● SHORT PROBLEM:
Find the line containing "The component shall mark one dot per instance of the high-rise", then output it and every line after it through the end of the listing below, exactly as written.
[start]
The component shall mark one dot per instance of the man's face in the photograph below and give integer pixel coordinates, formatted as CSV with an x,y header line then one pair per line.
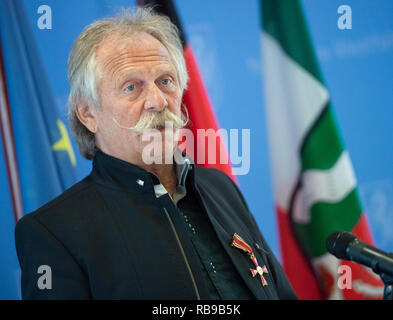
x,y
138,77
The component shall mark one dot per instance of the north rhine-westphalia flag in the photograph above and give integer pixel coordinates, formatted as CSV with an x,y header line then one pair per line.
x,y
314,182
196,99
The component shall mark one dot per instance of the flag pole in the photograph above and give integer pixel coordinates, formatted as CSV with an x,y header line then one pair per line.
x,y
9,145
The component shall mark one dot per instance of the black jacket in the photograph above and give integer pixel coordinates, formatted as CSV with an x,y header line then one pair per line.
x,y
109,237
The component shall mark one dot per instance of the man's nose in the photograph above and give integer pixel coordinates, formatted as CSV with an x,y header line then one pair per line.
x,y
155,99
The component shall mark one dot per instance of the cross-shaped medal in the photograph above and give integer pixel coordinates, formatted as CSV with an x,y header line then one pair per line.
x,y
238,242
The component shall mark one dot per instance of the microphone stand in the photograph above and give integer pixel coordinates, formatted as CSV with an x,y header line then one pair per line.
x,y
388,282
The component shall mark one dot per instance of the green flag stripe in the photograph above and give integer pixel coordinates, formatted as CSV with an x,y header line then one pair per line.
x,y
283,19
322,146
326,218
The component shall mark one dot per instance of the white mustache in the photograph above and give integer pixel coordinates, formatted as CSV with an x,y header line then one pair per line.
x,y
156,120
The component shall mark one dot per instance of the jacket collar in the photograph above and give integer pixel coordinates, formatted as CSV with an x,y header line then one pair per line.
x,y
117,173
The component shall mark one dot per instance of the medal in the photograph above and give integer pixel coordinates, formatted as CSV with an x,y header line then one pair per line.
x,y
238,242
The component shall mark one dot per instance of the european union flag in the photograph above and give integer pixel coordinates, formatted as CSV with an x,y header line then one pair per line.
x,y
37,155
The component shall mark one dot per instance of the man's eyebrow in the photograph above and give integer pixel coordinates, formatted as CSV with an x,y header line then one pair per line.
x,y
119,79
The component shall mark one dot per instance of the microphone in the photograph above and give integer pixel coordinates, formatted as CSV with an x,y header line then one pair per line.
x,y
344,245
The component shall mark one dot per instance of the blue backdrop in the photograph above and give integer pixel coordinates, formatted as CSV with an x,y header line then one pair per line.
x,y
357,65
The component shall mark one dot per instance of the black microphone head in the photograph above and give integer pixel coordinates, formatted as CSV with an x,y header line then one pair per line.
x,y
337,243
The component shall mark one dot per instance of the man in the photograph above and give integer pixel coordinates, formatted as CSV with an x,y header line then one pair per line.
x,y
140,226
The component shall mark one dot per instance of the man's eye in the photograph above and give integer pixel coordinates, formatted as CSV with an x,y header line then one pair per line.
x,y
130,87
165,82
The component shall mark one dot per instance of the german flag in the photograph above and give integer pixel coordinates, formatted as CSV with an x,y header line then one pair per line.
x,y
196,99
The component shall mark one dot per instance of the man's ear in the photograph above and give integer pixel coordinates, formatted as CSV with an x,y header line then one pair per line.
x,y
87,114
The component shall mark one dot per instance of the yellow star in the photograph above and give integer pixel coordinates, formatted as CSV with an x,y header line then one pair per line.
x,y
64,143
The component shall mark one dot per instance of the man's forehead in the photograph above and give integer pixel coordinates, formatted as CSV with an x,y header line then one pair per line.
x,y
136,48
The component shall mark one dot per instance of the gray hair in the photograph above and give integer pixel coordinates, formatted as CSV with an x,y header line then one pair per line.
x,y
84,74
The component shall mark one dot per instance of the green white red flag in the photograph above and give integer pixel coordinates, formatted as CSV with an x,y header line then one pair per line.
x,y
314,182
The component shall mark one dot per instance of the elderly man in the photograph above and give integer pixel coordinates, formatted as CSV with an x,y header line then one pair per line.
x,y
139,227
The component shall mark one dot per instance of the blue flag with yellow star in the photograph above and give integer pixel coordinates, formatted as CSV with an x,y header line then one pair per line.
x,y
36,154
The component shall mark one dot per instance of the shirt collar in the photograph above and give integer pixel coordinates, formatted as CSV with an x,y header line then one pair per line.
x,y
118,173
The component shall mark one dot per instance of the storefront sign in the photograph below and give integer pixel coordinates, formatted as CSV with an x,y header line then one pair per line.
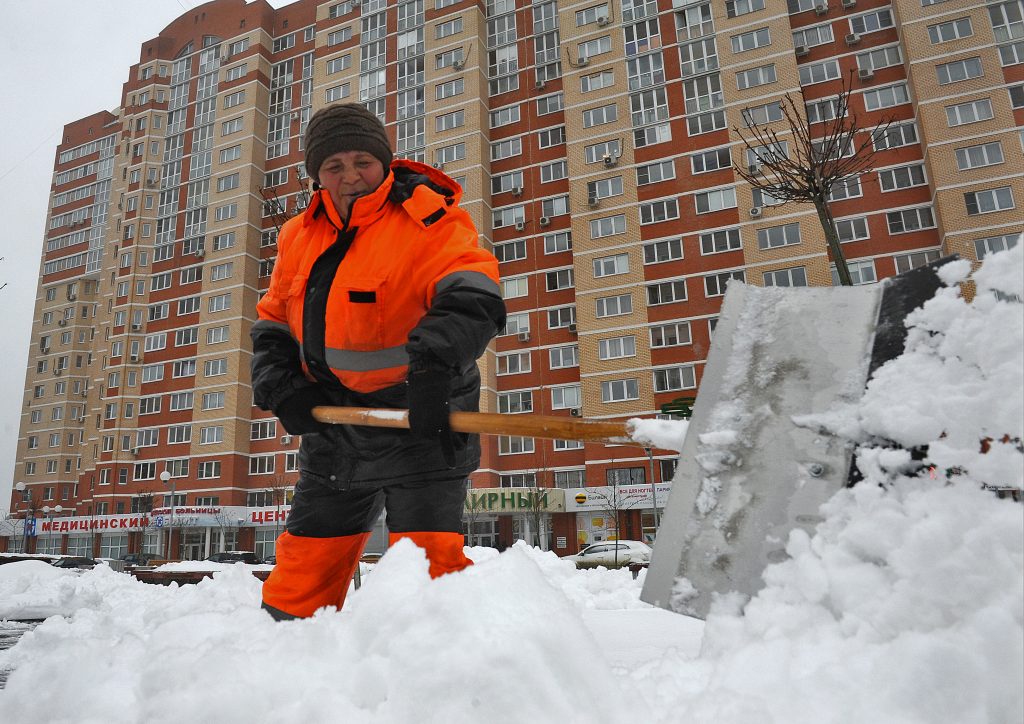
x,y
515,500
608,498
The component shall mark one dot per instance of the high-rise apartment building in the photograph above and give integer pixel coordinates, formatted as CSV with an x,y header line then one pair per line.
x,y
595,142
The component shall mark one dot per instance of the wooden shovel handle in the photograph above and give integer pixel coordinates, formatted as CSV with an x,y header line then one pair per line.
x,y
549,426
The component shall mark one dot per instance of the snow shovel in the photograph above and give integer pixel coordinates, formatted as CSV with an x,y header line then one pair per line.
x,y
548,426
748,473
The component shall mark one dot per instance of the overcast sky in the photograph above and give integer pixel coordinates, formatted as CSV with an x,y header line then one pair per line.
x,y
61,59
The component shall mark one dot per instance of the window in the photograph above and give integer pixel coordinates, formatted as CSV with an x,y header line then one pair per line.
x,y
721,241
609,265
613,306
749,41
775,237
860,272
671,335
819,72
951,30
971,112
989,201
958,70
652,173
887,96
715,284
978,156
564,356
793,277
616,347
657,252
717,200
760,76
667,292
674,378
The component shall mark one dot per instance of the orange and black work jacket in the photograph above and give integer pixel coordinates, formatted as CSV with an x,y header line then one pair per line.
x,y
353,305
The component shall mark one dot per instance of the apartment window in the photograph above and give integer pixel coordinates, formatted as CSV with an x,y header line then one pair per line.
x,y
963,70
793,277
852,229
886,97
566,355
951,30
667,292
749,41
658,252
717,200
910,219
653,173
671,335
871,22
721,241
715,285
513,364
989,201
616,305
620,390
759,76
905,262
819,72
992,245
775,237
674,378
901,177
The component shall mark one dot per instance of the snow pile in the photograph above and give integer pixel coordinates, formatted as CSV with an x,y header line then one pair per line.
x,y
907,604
[end]
● EXERCISE RESULT:
The component shall mark one dot per instance of the high-rise apartment building in the photograph above and give integer pixel coordinates, formatted as CSV with an x,y header line then one pair per line.
x,y
595,142
The component shall mark one dot per instance of the wooden shovel handle in the photograph above and give integer pixel coordinates, formatted as CSV with an x,y header line then one pair per line.
x,y
549,426
The component shall mark one dot per instance of the snow shovel in the photograph above and give integer pixel coordinates, formatted as CSV with an x,y header line then one pair per line.
x,y
548,426
748,473
The component shall mark one dot per instance of the overcast sky in the photograph above and give integer pixel coordinates, formatted as CSV with an x,y header line then one pair per line.
x,y
61,59
The component shall mark one dot per instance of the window in the photograph above and give integer pixel coordinates, formatted as CSV with an x,y header line then one pair per line.
x,y
721,241
609,265
613,306
749,41
775,237
860,272
671,335
819,72
951,30
971,112
989,201
958,70
652,173
887,96
715,284
978,156
564,356
793,277
616,347
657,252
717,200
760,76
667,292
674,378
The component shall mark one dot per instance of the orange and black work jacket in the photograph above and give integer pixel coordinates, formatted as CSV with an x,y header line then one pair per line.
x,y
353,305
The component shall mark one dot per instance of the apartment window in the photograph above and give integer pixel coordinates, formatted as CSV with an x,y header line then one pair per line.
x,y
963,70
793,277
852,229
886,97
566,355
951,30
667,292
749,41
658,252
717,200
910,219
653,173
671,335
871,22
721,241
715,285
513,364
989,201
616,305
620,390
759,76
905,262
819,72
992,245
775,237
674,378
901,177
The component shall mark one dot per instance of the snow pile in the photograph above and give integer pixel coordinates, formatted as CSV with an x,y header line then one pair per line.
x,y
907,604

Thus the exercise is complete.